▶ [What you should do]: The answer should consist of every line in the material below that has the word "brown".

▼▼▼

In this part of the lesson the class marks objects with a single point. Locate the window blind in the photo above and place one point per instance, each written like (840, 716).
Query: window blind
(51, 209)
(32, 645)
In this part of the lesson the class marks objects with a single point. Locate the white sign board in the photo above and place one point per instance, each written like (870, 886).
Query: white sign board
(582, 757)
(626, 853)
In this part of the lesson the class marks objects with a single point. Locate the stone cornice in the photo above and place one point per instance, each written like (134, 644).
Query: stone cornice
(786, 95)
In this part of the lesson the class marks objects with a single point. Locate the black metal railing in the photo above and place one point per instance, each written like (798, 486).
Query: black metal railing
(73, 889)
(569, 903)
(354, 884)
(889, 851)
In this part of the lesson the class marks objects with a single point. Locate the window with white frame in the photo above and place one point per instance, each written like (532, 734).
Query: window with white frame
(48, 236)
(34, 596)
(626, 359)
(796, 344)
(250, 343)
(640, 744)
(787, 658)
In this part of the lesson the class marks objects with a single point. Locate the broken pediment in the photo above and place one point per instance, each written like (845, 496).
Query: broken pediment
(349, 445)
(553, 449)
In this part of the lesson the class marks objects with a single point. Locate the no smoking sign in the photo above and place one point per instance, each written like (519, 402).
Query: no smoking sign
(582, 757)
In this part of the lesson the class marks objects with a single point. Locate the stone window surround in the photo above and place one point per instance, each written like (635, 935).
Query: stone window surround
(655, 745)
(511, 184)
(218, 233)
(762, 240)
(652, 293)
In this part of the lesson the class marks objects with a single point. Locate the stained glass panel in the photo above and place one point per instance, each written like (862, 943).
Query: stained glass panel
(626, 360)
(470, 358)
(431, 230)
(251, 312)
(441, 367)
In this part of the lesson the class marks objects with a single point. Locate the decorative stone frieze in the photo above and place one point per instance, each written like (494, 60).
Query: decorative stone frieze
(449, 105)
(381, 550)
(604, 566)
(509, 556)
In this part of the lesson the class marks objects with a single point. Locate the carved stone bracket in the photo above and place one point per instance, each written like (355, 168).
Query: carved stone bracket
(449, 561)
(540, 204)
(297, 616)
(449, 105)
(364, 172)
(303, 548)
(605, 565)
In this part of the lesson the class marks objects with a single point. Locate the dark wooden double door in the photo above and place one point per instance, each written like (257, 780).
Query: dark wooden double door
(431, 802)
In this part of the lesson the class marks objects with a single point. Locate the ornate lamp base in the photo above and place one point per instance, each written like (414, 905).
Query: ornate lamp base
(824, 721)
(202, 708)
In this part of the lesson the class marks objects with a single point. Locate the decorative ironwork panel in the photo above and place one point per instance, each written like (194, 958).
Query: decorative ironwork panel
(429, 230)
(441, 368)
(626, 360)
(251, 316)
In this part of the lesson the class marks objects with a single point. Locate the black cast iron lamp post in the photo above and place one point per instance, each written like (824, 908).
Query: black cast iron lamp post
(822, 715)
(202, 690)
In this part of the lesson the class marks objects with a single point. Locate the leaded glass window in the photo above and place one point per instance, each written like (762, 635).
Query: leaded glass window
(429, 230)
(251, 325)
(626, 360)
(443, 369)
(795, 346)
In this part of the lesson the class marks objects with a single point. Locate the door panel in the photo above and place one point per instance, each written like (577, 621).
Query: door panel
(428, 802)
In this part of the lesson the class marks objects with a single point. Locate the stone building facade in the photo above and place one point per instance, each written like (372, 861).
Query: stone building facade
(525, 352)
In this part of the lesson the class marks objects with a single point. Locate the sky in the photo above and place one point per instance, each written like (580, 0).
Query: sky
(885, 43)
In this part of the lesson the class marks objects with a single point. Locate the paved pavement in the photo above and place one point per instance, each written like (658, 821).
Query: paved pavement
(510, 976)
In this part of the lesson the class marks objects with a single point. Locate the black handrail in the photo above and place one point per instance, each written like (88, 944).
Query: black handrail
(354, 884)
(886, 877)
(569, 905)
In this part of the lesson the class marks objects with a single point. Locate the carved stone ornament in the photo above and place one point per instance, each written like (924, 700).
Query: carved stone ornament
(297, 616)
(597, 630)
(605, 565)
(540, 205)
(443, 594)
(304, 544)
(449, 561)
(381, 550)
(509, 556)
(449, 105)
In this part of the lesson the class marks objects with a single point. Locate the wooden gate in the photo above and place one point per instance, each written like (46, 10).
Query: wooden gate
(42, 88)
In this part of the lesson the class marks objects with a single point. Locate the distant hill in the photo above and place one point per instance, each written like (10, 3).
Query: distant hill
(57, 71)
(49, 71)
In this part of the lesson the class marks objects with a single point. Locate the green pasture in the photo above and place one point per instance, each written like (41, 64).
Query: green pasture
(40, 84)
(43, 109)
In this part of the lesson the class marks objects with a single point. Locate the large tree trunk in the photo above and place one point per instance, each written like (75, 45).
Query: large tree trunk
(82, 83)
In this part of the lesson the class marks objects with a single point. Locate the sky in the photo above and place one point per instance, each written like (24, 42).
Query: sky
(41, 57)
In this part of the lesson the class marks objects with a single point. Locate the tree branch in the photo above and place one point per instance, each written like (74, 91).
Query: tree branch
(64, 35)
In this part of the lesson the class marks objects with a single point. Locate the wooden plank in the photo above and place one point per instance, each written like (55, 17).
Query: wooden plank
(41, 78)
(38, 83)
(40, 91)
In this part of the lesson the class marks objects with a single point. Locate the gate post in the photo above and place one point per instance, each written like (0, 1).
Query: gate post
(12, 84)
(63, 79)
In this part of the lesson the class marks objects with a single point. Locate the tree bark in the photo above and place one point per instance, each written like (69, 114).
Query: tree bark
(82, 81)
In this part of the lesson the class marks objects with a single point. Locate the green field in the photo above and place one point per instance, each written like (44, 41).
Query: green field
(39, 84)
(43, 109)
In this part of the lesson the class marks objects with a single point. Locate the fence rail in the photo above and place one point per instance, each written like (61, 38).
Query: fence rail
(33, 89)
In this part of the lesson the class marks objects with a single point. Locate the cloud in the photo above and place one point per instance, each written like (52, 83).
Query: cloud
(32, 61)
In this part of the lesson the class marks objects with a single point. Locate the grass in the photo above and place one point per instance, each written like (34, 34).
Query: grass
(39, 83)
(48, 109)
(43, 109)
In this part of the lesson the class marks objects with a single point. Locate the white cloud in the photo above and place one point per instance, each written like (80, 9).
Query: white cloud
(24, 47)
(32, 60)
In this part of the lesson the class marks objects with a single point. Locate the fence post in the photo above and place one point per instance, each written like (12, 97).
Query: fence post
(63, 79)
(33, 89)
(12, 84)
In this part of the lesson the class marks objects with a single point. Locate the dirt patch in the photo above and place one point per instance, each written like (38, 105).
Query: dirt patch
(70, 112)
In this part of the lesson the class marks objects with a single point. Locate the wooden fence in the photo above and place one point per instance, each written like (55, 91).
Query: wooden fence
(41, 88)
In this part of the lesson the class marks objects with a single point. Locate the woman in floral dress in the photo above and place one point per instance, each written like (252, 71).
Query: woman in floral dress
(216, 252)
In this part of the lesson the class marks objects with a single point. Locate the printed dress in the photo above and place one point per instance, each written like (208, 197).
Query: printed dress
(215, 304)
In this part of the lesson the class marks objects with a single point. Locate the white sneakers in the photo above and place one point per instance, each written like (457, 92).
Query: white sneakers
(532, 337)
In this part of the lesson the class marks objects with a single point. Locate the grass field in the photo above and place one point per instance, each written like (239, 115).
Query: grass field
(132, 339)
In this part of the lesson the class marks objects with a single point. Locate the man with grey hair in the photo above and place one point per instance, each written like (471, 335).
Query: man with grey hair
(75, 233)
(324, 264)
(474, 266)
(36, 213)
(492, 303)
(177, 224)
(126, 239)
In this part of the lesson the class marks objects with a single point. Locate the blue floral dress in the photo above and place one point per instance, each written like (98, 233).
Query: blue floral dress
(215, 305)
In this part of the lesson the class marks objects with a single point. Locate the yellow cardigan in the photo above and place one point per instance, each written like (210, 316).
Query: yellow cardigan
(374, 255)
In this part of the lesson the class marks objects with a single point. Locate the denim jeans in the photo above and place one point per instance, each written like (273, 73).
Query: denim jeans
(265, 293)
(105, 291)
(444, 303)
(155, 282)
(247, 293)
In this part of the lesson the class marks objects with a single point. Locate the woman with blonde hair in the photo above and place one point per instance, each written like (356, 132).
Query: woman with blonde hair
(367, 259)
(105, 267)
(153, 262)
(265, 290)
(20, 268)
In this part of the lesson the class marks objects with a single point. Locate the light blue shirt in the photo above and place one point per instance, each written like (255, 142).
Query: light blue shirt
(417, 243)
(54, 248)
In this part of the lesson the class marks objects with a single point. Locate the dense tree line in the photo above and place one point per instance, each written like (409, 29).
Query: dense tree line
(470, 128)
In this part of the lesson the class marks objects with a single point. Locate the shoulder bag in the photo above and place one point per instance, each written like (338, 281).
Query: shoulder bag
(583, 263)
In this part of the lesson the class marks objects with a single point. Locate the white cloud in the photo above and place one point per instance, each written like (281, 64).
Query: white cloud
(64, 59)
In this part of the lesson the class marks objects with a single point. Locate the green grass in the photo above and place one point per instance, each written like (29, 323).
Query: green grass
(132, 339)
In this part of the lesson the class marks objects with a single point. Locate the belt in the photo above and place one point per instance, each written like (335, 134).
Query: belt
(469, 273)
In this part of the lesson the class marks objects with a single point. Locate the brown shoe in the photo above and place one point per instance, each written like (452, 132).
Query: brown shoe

▲▲▲

▶ [Exercise result]:
In this part of the lesson the class marks objects with a single point. Locate the brown shoe in the photo above and place one point per instance, each written like (452, 132).
Query: brown shoe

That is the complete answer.